# INFORMATION SUPPLIED:
##########
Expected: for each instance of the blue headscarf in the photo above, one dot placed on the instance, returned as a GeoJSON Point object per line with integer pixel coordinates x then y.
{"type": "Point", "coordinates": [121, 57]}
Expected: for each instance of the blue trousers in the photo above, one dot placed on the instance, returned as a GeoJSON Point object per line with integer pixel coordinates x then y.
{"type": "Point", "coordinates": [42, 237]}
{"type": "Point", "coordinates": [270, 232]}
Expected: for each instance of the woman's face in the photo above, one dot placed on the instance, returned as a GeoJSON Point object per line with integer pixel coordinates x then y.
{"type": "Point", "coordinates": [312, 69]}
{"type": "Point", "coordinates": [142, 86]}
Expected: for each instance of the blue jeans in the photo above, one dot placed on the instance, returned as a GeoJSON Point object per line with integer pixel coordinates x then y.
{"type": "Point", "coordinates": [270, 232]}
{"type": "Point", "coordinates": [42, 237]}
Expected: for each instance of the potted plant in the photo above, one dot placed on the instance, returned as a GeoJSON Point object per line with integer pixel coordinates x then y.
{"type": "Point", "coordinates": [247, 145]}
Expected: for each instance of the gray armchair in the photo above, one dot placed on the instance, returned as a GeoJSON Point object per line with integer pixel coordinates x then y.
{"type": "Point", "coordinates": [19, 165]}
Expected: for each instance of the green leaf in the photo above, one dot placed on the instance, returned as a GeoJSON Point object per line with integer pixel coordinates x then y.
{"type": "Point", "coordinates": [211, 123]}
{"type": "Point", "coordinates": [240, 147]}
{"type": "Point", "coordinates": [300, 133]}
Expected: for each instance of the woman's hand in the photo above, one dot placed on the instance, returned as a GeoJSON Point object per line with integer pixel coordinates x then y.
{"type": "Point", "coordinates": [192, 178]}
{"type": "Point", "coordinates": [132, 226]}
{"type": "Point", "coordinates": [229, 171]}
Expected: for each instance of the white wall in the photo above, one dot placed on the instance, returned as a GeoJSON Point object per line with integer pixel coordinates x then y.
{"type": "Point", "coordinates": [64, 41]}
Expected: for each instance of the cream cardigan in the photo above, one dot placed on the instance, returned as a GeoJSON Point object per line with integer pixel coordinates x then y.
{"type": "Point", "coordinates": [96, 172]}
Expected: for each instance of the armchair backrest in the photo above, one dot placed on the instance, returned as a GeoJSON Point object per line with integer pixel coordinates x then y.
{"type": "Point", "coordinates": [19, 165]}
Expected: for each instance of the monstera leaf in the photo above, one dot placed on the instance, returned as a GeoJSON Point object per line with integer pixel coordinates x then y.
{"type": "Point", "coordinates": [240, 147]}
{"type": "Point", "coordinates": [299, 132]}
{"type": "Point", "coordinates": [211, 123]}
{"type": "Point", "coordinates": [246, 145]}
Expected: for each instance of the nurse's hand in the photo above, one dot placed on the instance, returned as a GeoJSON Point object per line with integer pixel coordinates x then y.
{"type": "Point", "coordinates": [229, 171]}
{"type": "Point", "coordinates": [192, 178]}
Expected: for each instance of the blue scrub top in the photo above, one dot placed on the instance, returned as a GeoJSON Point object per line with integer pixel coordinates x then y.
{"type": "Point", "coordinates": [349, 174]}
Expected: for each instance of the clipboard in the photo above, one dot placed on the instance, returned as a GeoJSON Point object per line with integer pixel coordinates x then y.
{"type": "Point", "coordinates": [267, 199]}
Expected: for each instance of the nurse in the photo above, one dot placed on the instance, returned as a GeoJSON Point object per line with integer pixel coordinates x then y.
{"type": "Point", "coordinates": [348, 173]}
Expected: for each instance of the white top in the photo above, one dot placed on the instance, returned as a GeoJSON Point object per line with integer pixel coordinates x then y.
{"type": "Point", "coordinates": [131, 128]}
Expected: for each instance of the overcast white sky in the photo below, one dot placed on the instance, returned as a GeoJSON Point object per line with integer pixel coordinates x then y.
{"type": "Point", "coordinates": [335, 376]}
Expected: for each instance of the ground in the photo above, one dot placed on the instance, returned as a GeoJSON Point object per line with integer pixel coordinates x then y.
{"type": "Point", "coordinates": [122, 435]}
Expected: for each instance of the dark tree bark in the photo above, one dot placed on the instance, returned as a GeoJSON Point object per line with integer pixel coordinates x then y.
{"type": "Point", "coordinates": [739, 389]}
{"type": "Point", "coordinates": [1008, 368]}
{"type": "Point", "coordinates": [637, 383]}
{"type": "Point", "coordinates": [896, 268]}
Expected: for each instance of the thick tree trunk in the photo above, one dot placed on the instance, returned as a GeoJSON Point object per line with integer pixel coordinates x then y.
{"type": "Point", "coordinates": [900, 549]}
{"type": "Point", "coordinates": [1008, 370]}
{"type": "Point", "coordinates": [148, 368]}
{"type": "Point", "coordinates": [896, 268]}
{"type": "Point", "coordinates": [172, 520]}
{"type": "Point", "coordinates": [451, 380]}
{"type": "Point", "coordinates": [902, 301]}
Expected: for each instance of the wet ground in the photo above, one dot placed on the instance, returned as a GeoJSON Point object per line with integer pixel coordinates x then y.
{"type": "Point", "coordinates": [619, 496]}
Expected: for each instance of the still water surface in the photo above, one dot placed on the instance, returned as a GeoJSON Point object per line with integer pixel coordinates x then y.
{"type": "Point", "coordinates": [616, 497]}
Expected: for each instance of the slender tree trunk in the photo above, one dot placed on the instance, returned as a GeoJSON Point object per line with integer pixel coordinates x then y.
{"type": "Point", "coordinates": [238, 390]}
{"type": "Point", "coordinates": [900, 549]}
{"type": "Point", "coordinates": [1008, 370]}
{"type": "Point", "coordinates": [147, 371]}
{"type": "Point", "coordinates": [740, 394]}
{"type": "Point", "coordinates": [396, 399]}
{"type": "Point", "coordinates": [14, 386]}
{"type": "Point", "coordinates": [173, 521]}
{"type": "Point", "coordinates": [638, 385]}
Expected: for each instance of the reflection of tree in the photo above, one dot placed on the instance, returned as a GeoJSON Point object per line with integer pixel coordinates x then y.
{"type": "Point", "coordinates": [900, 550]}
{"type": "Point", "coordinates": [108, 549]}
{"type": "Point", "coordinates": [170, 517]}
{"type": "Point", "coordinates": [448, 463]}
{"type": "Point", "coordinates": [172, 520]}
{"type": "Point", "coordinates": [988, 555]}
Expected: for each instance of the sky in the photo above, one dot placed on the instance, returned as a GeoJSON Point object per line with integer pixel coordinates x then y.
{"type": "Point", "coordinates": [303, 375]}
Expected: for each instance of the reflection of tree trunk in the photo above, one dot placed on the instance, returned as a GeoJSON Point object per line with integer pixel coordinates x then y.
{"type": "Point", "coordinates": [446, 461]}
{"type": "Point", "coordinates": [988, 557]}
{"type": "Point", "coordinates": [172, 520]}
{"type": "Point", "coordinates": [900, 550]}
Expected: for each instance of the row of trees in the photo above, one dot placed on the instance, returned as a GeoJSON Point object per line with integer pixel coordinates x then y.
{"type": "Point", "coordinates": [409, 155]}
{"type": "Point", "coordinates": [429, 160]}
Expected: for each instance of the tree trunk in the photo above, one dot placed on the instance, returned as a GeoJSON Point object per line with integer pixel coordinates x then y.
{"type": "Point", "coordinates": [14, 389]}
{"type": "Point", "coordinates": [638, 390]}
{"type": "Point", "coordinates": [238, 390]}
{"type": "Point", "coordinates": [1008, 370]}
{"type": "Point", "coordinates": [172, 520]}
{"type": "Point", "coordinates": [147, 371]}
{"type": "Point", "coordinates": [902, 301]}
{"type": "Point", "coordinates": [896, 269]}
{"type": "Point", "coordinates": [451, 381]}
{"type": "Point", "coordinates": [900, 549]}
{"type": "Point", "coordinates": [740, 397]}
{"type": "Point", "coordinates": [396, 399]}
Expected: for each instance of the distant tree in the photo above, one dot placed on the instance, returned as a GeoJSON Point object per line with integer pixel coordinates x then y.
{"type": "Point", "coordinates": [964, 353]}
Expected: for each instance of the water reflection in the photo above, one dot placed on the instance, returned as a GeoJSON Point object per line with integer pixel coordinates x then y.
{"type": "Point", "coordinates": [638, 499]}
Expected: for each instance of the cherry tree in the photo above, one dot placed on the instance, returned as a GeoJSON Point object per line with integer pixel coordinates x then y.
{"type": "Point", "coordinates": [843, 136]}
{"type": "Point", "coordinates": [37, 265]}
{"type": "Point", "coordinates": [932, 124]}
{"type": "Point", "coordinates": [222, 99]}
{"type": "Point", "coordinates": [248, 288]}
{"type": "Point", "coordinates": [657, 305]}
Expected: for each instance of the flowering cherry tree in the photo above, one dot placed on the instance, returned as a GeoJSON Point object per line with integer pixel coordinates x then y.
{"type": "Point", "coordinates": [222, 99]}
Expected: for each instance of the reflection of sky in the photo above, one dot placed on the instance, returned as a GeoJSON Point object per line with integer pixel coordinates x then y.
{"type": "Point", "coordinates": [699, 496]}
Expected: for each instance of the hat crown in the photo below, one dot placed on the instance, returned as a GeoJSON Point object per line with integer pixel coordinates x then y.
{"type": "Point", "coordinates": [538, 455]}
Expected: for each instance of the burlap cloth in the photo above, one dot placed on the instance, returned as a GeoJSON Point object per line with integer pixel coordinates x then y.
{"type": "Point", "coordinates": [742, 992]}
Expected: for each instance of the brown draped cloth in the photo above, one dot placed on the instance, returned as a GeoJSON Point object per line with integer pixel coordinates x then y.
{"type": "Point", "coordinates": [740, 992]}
##########
The line containing "Expected: for each instance of the burlap" opens the range, and the last line of the entries closes it; copy that range exactly.

# YOUR RESPONSE:
Expected: for each instance of the burlap cloth in the photo above, one dot placed on the instance, returned as a GeoJSON Point object per line with integer pixel coordinates x then y.
{"type": "Point", "coordinates": [742, 992]}
Expected: for each instance of the brown draped cloth in the photo above, one dot placed on the instance, returned as a GeoJSON Point object per line with integer pixel coordinates x then y.
{"type": "Point", "coordinates": [740, 992]}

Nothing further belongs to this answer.